*What is asked*: Write out every line of the listing below word for word, leaving out the pictures.

Dataset rows start

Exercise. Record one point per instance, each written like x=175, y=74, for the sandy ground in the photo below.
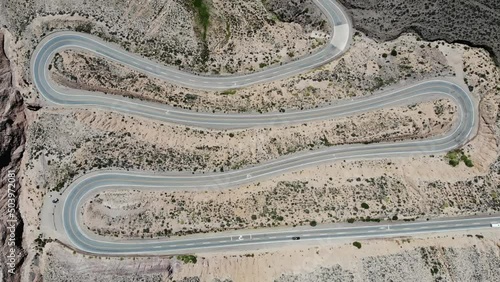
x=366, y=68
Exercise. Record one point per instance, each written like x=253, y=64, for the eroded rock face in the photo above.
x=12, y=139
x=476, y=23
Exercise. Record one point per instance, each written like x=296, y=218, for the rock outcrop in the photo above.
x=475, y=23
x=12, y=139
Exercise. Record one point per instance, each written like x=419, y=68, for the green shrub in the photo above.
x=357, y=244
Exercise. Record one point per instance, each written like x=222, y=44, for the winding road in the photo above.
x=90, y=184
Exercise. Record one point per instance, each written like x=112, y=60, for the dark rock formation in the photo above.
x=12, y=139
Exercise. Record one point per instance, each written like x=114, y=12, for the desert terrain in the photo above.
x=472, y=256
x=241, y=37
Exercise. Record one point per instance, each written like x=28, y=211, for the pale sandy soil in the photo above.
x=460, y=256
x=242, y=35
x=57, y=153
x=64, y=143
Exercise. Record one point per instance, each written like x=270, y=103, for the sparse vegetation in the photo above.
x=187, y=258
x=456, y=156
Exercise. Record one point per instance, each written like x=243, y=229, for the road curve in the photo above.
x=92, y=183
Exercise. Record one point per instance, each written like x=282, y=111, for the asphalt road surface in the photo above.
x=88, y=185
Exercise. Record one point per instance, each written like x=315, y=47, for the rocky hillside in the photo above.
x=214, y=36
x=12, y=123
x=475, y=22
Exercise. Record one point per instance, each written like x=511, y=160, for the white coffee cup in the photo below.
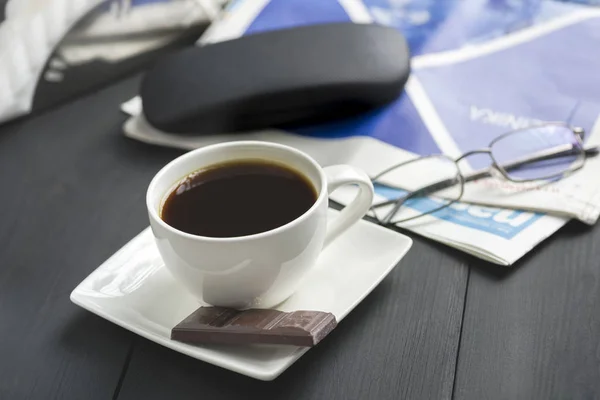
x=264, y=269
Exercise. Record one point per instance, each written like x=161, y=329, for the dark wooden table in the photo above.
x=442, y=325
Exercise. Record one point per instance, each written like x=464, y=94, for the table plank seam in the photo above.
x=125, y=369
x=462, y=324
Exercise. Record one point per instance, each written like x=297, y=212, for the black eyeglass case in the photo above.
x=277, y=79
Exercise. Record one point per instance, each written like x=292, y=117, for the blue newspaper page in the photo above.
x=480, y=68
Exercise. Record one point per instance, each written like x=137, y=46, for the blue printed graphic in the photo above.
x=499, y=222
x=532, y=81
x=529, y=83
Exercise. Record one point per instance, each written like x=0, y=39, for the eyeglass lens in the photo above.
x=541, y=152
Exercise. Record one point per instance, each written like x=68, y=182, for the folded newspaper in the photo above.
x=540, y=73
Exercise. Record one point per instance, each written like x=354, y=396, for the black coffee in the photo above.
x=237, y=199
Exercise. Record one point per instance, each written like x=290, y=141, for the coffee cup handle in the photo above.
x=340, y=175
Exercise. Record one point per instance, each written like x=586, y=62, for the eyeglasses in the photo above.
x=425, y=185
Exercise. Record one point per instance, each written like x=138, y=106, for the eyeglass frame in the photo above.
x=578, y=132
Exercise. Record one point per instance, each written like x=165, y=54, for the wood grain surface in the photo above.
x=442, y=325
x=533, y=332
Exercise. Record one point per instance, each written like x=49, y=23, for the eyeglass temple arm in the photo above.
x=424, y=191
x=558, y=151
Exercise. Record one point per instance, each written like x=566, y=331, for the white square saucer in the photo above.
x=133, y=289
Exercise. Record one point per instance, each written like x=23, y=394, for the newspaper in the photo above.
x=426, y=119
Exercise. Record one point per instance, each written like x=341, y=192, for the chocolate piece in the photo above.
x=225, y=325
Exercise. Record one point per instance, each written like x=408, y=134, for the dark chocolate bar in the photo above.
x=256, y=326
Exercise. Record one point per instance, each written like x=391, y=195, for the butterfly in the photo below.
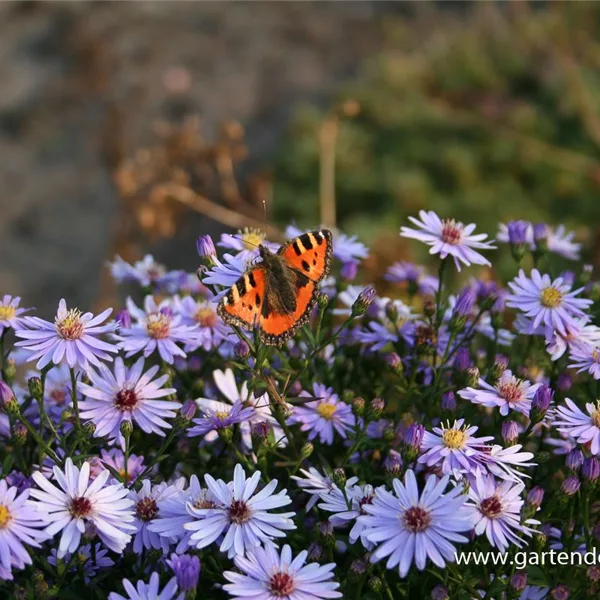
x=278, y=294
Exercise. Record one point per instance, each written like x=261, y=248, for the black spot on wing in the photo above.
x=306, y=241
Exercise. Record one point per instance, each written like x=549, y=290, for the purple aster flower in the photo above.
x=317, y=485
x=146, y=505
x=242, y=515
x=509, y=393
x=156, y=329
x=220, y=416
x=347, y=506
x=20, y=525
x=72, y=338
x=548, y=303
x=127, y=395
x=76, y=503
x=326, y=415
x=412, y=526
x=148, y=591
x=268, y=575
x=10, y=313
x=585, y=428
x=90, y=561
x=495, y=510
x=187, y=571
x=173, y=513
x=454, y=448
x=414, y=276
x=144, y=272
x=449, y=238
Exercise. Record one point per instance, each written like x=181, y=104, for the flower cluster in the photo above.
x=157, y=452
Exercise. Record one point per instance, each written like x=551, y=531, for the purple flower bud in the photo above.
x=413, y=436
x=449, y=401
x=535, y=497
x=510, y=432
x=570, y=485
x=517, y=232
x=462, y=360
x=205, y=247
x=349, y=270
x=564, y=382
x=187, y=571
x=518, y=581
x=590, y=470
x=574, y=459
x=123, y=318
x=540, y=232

Dataset rows end

*Result for this task*:
Exercise. Record one point per instance, each written like x=175, y=74, for the sandy ground in the photo below.
x=366, y=68
Exercise. Record one point per instance, each written like x=253, y=64, for the eroded rock face in the photo above.
x=12, y=139
x=476, y=23
Exercise. Record one point per instance, each written like x=296, y=218, for the rock outcrop in the photo above.
x=475, y=23
x=12, y=139
Exercise. Record one point per instance, each written like x=419, y=68, for the green shrub in the photo above.
x=357, y=244
Exercise. Record one point per instance, each written like x=222, y=44, for the winding road in the photo above.
x=90, y=184
Exercise. Record one point per instance, each written like x=112, y=60, for the dark rock formation in the photo above.
x=12, y=139
Exercise. Record one point per instance, each written like x=114, y=12, for the desert terrain in the photo above.
x=472, y=256
x=241, y=37
Exercise. Record one point per instance, each written like x=28, y=211, for the pale sandy soil in the photo above.
x=460, y=256
x=242, y=35
x=57, y=153
x=64, y=143
Exercise. Record one point per instance, each written like x=270, y=103, for the sparse vegetation in the photo above.
x=187, y=258
x=456, y=156
Exercise. Record one point per instance, each written like x=243, y=229, for the road curve in the photo above.
x=92, y=183
Exercise. Record one point per instance, each written like x=282, y=111, for the asphalt road surface in the photo above.
x=88, y=185
Exercise. Record one point per instance, each written like x=315, y=47, for the rocky hillside in the photo above.
x=214, y=36
x=12, y=123
x=475, y=22
Exercise. Record one point per instance, each written like x=511, y=160, for the white coffee cup in the photo below.
x=264, y=269
Exercise. Record one point per instance, each written like x=161, y=329, for the dark wooden table in the photo above.
x=442, y=325
Exercise. Record one point per instance, each written like x=464, y=94, for the table plank seam in the photo above.
x=125, y=369
x=462, y=324
Exercise. Record one point per instance, each written like x=297, y=212, for the black eyeglass case in the photo above.
x=277, y=79
Exercise. Record one point per instance, each written like x=292, y=117, for the blue newspaper page in the photo above.
x=480, y=68
Exercise. Record one point per instance, each written like x=137, y=46, for the blue printed graphic in the photo above.
x=499, y=222
x=532, y=81
x=529, y=83
Exercise. Record one point per instance, each written like x=0, y=39, for the eyeglass lens in the photo above.
x=541, y=152
Exercise. Record one point per instance, each written like x=68, y=182, for the folded newspaper in the photo above.
x=540, y=73
Exercise. Record one point per instance, each written like x=354, y=396, for the black coffee in the photo above.
x=237, y=199
Exercise. Record one point per instance, each written like x=290, y=141, for the coffee cup handle in the photo above.
x=340, y=175
Exercise. Record one point per instance, each written like x=586, y=62, for the eyeglasses in the photo above.
x=425, y=185
Exercise. Record one point per instance, each written like x=138, y=106, for the eyeglass frame in the photo above.
x=578, y=132
Exercise. Record one point per instance, each written like x=165, y=54, for the wood grain surface in the photo above.
x=442, y=325
x=533, y=332
Exercise. Record one point per instance, each written like x=49, y=23, for the eyeglass temple arm in the photo above.
x=424, y=191
x=558, y=151
Exercise. Record one point per instance, each written like x=566, y=331, for the white square saucer in the photo above.
x=133, y=289
Exercise. Record one point per instance, each written like x=23, y=394, for the newspaper in the photo above.
x=426, y=119
Exercise. Record one point per instance, each written like x=341, y=192, for the chocolate piece in the photo above.
x=225, y=325
Exercise. Record one point per instance, each written like x=408, y=134, for the dark chocolate bar in the photo above.
x=256, y=326
Exercise. Record one point per instance, each written like x=391, y=195, for the butterfly in the photo below.
x=278, y=294
Exercise. Record one point per instance, each written like x=261, y=248, for the black spot on wing in the photo above.
x=306, y=241
Exercise. Record one point per instance, each written like x=549, y=290, for the purple aster flower in the photo above.
x=317, y=485
x=146, y=505
x=242, y=515
x=509, y=393
x=156, y=329
x=220, y=416
x=347, y=506
x=20, y=525
x=72, y=338
x=548, y=303
x=127, y=395
x=76, y=503
x=326, y=415
x=412, y=526
x=148, y=591
x=268, y=575
x=10, y=313
x=585, y=428
x=90, y=561
x=495, y=510
x=187, y=571
x=173, y=513
x=454, y=448
x=414, y=276
x=144, y=272
x=449, y=238
Exercise. Record one point per instance, each written like x=181, y=104, for the flower cluster in the photo above.
x=157, y=452
Exercise. Record one point per instance, each written like x=551, y=531, for the purple flower bud in the photo above.
x=413, y=436
x=449, y=401
x=535, y=497
x=510, y=432
x=570, y=485
x=517, y=232
x=462, y=360
x=205, y=247
x=349, y=270
x=564, y=382
x=187, y=571
x=518, y=581
x=590, y=470
x=574, y=459
x=123, y=318
x=540, y=232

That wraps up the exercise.